• _What to work on_: Count the lines in the data below that have "instance" in them, and reply with only that number.

• _Records for this task_:

Segment Open

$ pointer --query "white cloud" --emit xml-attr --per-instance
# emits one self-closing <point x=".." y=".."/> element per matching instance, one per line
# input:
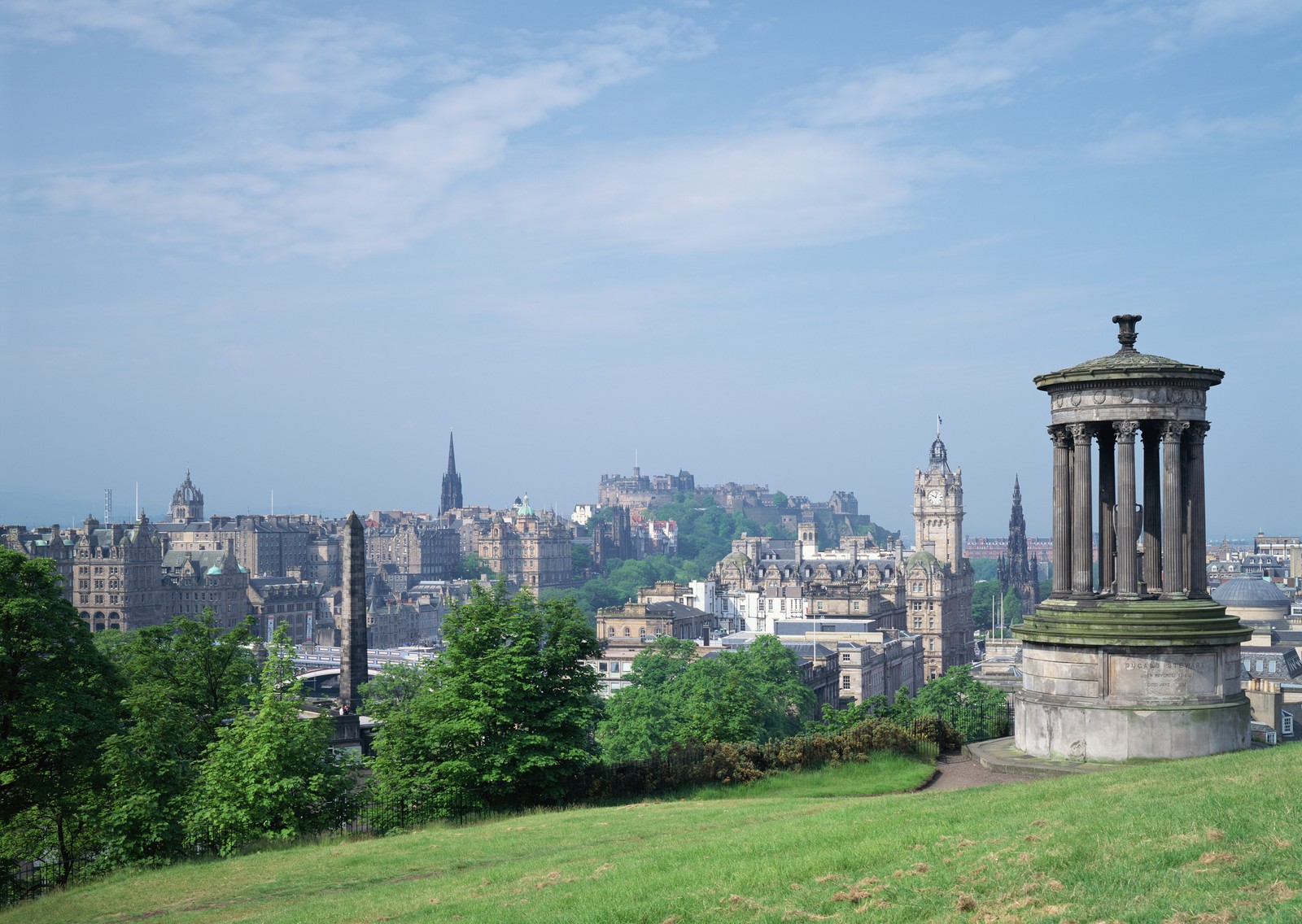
<point x="330" y="160"/>
<point x="351" y="193"/>
<point x="772" y="189"/>
<point x="1138" y="140"/>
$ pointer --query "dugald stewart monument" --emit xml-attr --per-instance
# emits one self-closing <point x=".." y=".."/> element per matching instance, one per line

Segment Closed

• _The completed task_: 4